__WHAT IS NEEDED__
How many lines in the listing include the string "sign"? Reply with the number alone.

--- INPUT DATA ---

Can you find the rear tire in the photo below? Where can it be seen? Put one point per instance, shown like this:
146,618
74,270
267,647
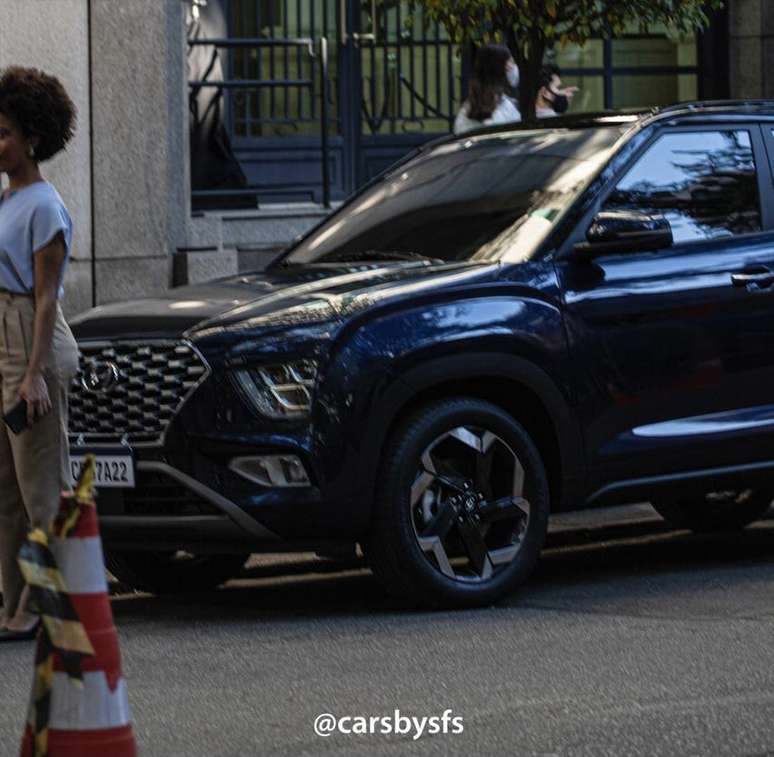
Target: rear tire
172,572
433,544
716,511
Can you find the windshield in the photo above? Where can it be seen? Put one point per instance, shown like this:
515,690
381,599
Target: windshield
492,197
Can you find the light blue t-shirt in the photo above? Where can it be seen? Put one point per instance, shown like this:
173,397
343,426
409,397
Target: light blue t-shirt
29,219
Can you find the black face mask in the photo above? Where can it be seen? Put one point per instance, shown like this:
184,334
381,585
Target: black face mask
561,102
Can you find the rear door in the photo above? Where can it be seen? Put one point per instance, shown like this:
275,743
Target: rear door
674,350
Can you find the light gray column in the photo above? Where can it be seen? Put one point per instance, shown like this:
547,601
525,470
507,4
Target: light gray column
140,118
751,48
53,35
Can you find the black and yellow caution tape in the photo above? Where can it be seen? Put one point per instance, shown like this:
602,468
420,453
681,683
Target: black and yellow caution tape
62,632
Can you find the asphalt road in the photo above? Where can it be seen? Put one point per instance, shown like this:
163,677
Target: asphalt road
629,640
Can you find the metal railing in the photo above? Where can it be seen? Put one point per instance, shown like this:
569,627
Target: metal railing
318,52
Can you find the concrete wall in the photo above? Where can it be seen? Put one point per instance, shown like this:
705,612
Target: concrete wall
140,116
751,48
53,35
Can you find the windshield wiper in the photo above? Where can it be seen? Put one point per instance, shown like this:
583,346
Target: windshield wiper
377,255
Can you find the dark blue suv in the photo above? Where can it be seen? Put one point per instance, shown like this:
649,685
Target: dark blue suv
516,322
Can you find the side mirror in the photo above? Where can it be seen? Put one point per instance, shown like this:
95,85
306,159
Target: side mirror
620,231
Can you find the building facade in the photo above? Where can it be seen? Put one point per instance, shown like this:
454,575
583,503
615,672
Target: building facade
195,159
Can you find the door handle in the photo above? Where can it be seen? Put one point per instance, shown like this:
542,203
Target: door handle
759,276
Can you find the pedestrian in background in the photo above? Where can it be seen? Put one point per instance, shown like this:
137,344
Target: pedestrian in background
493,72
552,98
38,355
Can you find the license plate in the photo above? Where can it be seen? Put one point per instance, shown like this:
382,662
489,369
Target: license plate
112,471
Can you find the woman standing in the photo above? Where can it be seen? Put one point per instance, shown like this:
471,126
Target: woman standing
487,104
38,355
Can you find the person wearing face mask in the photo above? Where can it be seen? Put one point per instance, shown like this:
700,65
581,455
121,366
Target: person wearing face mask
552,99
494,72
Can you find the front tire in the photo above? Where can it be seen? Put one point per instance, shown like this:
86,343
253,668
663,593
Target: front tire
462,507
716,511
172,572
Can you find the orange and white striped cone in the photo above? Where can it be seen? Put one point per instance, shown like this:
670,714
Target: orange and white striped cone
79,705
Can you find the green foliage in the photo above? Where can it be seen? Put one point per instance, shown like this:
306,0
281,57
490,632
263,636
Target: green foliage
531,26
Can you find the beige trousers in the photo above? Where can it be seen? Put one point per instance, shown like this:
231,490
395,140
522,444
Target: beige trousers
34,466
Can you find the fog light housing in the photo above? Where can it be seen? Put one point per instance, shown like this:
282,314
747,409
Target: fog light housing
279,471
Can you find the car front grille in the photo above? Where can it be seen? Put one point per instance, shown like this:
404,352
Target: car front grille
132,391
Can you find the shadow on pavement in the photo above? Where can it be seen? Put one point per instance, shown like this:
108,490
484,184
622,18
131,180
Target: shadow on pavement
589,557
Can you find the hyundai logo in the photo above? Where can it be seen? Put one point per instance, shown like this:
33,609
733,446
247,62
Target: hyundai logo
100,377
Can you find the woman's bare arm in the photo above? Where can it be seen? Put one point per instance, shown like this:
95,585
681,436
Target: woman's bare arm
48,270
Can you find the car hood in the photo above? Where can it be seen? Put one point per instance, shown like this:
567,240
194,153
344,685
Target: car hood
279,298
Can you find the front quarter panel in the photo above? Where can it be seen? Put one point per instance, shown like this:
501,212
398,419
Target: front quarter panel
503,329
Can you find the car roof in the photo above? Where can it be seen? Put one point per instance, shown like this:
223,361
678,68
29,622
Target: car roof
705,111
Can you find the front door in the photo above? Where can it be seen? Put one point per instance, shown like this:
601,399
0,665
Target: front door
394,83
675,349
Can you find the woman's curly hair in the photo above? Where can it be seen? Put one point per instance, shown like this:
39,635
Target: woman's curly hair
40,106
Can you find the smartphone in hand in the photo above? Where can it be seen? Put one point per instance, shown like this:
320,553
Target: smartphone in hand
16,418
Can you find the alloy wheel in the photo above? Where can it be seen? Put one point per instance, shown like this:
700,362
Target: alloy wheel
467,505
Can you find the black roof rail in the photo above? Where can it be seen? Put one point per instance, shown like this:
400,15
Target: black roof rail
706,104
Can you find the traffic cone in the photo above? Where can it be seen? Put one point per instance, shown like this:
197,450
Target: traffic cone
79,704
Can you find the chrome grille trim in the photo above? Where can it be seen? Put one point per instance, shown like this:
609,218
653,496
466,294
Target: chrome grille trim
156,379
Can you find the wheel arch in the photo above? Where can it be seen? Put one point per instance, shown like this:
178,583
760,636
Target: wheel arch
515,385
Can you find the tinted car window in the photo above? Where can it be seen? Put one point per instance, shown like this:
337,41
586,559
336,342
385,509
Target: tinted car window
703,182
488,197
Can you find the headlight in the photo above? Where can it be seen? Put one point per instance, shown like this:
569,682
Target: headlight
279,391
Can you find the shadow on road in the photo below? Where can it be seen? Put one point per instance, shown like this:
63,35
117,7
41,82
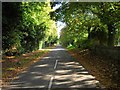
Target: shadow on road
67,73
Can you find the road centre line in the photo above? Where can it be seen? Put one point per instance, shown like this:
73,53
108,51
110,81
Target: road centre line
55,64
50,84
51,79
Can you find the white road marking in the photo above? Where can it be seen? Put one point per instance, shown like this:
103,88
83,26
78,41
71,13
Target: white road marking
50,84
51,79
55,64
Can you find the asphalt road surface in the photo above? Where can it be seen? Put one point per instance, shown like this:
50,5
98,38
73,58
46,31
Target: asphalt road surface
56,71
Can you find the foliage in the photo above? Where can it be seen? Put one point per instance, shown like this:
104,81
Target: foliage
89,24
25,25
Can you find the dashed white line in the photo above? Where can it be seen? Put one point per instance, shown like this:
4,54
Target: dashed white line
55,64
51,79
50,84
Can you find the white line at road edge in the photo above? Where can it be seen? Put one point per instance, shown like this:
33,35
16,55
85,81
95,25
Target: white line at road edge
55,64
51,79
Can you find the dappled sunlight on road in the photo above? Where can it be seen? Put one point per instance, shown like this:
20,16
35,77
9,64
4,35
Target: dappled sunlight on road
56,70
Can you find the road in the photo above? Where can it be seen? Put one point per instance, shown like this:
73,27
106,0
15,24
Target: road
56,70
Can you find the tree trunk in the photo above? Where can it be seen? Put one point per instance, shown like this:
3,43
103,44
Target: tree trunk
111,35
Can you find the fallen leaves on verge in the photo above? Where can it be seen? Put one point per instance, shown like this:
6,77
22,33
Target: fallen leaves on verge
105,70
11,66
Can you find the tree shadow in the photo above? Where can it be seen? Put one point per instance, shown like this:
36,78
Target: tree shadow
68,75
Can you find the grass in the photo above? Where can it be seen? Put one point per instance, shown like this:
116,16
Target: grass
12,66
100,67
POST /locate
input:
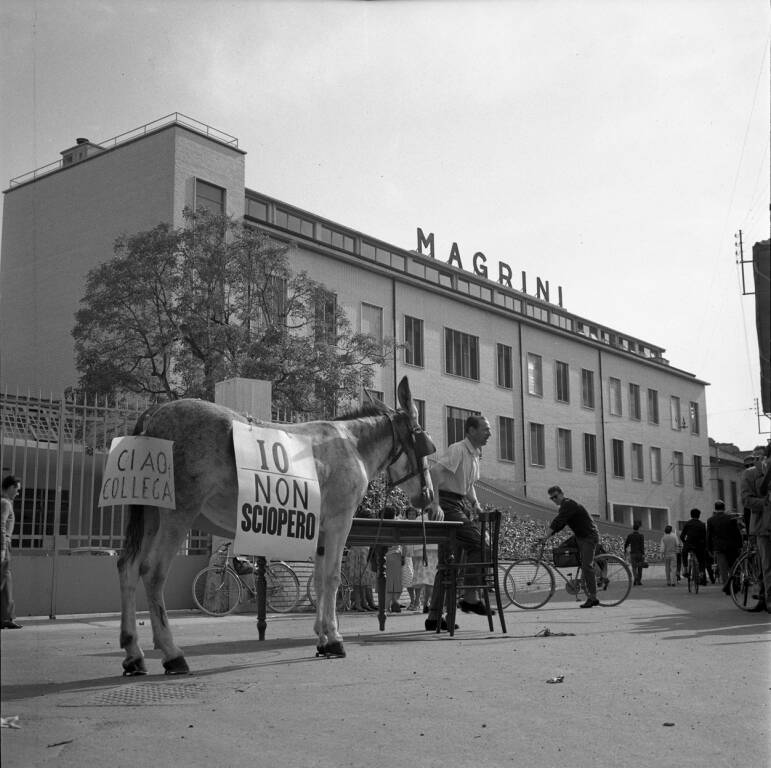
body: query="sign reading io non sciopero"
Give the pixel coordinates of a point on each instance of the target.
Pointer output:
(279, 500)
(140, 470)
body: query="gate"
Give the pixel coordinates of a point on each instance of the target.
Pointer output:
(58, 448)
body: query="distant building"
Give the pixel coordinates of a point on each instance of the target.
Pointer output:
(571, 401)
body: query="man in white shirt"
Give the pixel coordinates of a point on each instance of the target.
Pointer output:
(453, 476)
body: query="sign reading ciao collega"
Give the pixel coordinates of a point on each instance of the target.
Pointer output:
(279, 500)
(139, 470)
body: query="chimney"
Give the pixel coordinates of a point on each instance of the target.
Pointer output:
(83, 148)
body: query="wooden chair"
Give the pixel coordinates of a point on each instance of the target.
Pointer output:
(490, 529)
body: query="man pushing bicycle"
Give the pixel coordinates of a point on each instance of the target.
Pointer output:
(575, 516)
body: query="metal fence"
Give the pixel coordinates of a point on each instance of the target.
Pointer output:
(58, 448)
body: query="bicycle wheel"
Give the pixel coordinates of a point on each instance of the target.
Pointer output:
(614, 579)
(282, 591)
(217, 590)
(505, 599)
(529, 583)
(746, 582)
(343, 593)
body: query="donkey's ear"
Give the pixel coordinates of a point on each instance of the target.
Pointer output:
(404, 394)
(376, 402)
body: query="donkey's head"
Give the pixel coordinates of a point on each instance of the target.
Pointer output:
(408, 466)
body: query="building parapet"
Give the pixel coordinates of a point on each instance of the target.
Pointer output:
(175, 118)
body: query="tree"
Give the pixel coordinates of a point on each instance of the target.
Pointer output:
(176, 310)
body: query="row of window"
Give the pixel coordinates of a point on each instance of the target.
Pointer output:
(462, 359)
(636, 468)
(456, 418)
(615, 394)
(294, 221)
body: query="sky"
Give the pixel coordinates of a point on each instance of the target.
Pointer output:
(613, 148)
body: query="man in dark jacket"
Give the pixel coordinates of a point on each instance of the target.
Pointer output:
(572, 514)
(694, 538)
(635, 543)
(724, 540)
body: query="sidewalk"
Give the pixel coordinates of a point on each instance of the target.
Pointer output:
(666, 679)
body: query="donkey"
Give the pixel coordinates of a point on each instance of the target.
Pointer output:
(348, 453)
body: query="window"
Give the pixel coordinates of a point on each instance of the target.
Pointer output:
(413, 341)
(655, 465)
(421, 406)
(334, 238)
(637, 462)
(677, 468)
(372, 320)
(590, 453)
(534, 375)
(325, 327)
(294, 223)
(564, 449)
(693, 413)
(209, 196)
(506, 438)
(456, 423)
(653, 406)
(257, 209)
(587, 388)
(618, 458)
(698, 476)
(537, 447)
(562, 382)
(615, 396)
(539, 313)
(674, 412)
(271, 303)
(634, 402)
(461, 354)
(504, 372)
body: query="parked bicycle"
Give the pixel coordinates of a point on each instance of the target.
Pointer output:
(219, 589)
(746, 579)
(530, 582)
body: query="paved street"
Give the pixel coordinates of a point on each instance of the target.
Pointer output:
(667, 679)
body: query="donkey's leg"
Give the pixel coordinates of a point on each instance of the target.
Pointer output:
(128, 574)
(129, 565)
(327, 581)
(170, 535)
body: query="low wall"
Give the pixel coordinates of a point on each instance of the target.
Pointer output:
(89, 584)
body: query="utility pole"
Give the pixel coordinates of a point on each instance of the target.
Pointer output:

---

__ANSWER TO THIS TASK__
2